*** Opening of Passage shown ***

Nurses' Organizational Values and Organizational Commitment: Do Cultural Differences Matter?

Monday, July 11, 2011: 4:25 PM

Tova Hendel, RN, PhD
Ilya Kagan, RN, MA, PhD
Nursing Department, Tel Aviv University, Tel Aviv, Israel

Learning Objective 1: The learner will be able to identify the most and the least important organizational values as perceived by the participants.

Learning Objective 2: The learner will be able to discuss the relationship between organizational values, organizational commitment and multi-culturism

Introduction: The values of an organization are key factors in shaping the organizational climate. Occasionally, individual values are in conflict with those of the organization. Values differences and the discrepancy between individuals' values and those of their organizational culture are a potential source of adjustment difficulties. Organizational commitment (OC) is considered to be the bond of the individual to his organization's goal. In multicultural societies, like Israel, the organizational values (OV) and OC of individuals may vary substantially, and may be reflected within work groups.  

Purpose: To examine the differences in perception of OV importance and OC among Israeli nurses in relation to their cultural background.

*** Close of Passage shown ***
*** Opening of Given entries ***

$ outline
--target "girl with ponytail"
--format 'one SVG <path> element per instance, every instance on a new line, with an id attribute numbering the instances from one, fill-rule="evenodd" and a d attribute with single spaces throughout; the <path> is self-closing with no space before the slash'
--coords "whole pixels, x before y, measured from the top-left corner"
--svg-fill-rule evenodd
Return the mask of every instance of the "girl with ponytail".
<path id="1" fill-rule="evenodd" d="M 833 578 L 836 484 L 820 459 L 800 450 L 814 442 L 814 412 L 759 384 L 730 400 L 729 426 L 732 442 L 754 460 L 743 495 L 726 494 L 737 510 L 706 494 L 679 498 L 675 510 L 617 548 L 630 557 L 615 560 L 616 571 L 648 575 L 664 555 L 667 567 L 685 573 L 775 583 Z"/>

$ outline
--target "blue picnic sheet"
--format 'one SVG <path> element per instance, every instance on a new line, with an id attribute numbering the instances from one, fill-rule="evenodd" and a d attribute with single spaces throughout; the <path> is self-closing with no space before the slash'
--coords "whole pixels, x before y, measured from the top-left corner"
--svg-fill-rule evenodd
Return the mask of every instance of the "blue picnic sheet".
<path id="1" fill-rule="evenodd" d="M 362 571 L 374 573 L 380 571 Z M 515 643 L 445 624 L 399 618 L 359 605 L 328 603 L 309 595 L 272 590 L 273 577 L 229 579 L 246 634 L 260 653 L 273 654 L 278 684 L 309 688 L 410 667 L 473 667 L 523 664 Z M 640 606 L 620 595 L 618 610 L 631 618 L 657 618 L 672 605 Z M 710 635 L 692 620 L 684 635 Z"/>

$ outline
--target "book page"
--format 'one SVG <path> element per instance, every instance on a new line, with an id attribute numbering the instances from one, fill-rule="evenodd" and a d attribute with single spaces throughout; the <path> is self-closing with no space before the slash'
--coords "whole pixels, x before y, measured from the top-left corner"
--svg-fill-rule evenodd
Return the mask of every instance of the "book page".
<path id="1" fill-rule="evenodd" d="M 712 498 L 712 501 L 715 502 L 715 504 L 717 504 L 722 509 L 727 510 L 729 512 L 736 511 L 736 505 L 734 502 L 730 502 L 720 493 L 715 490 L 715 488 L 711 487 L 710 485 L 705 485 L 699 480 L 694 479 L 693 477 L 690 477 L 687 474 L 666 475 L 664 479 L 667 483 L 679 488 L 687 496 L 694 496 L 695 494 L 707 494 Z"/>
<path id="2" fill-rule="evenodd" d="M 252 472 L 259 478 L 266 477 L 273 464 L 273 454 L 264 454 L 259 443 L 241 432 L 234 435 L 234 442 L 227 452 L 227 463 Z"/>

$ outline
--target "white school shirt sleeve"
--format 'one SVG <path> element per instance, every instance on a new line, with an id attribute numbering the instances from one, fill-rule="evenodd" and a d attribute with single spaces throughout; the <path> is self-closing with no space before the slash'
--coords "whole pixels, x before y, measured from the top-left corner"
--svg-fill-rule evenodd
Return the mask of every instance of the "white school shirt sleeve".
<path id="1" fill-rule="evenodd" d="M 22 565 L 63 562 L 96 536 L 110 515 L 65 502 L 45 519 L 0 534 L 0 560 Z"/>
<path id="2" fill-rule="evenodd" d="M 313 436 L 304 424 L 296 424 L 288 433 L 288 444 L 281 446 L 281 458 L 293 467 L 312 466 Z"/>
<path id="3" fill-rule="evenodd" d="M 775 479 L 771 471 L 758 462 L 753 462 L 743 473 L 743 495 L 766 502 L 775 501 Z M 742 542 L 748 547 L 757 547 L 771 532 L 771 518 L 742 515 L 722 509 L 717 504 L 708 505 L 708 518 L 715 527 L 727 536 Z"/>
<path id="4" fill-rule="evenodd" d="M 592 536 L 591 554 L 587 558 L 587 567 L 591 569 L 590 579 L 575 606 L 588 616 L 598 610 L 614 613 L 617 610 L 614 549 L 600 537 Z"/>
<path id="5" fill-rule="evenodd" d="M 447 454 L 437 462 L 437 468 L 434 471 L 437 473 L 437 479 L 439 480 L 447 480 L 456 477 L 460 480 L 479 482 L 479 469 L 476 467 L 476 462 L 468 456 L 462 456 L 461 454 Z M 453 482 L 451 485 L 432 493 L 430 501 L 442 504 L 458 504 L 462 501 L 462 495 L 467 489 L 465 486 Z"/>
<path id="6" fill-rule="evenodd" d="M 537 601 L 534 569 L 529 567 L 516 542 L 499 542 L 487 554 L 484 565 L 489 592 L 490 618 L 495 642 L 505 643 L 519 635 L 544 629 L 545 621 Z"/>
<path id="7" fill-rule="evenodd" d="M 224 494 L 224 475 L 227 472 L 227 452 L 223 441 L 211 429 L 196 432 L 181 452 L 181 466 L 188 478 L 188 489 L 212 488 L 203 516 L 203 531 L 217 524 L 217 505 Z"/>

*** Close of Given entries ***

Work request 1>
Answer these questions about the abstract on nurses' organizational values:
(a) Which institution are the authors affiliated with?
(b) What is organizational commitment considered to be?
(c) Which group of nurses does the study's purpose focus on?
Work request 2>
Summarize the abstract on nurses' organizational values in two sentences.
Work request 3>
Pick up the abstract on nurses' organizational values after its statement of purpose and continue it.

Output 1>
(a) The Nursing Department, Tel Aviv University, Tel Aviv, Israel.
(b) The bond of the individual to his organization's goal.
(c) Israeli nurses, in relation to their cultural background.

Output 2>
The values of an organization shape its climate, and discrepancies between individuals' values and those of their organizational culture are a potential source of adjustment difficulties, while in multicultural societies like Israel, organizational values and commitment may vary substantially. The study's purpose is to examine differences in how Israeli nurses perceive the importance of organizational values and in their organizational commitment, in relation to their cultural background.

Output 3>
Methods:  This cross-sectional design study was conducted among 140 registered nurses, working in 8 medical-surgical units/departments in a large medical center, in Israel. A total of 106 responses (75.7%) were obtained: 59.8% were Israeli born; 21.6% were born in the former USSR and 7.8% - in Ethiopia; 72.8% of the sample were Jews, 25.2% – Muslims. A three-part structured questionnaire (OV, OC and socio-demographics) was used.

Results: Nurses perceived the following as the most important values: quality, cooperation, effectiveness, and efficiency. Significant relationship was found between OV and OC (r=.25, p<.01). Of all the socio-demographic and professional characteristics only two contributed to the differences between the participants: place of birth and professional education.  Significant differences were found in the mean scores of OV perceived importance between Israeli-born nurses (6.00) and Ethiopian-born nurses (6.59) (t=2.15; p<.0.5) and between the mean scores given by USSR-born nurses (6.01) and Ethiopian-born nurses (6.59) (t=2.22; p<.05).

Conclusion: Findings of this study support the role played by culture in examining OV and OC, and emphasize the importance of awareness to cultural diversity and growing need for including the cultural aspects as a central element at all levels of nursing education.